- _Required work_: Retype the rows below word for word, leaving out the pictures.

- _Exercise input_:
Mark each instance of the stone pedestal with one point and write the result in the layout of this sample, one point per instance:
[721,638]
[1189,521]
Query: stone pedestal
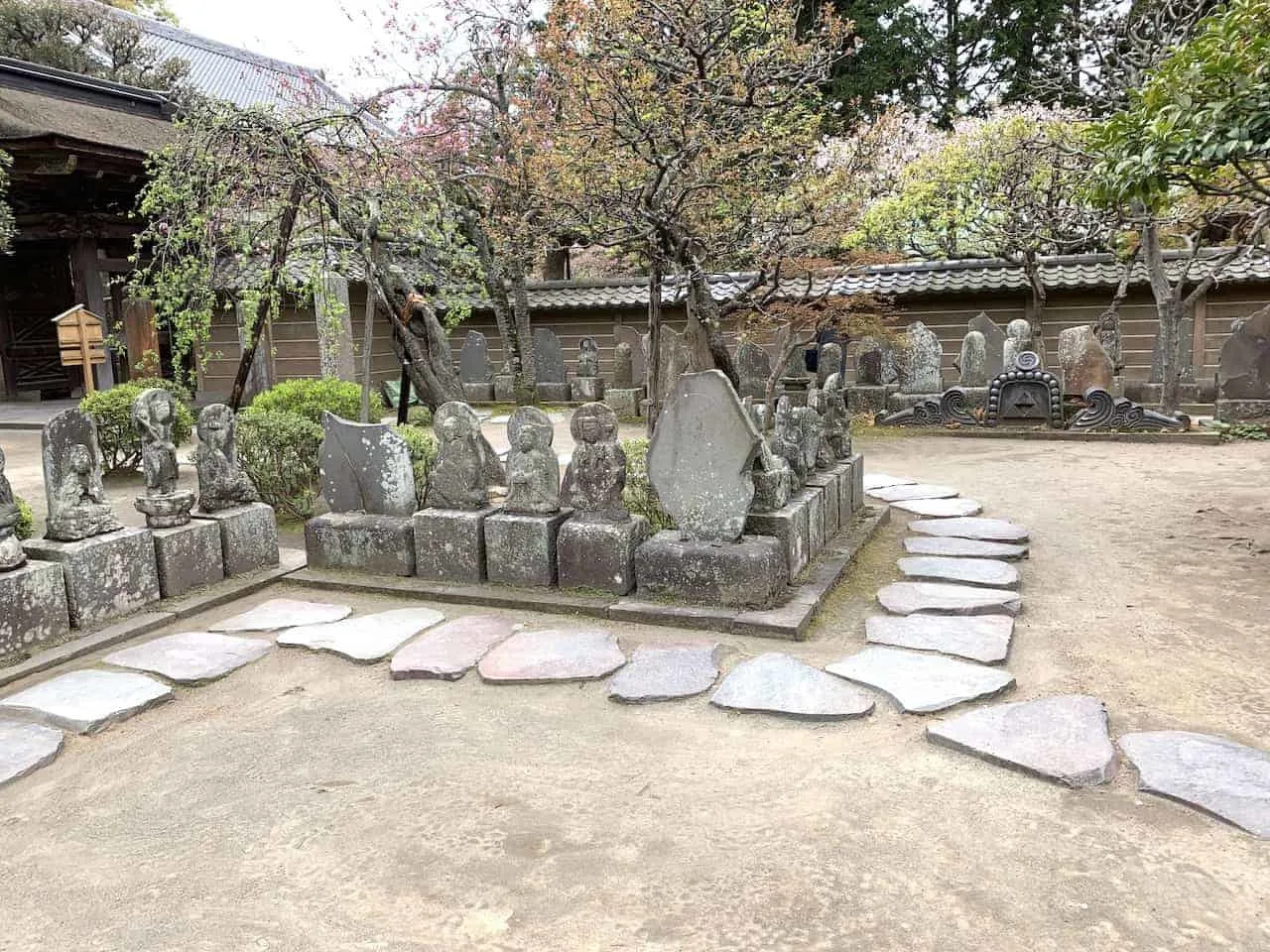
[379,544]
[249,537]
[749,574]
[189,556]
[449,543]
[521,549]
[105,575]
[599,555]
[32,607]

- _Reply_:
Mark each instance of the stone pedestal with one point and write the result in the layout of this sample, one point per instance:
[721,638]
[1189,521]
Query: stone pedestal
[379,544]
[249,537]
[749,574]
[189,556]
[449,543]
[521,549]
[105,575]
[599,555]
[32,607]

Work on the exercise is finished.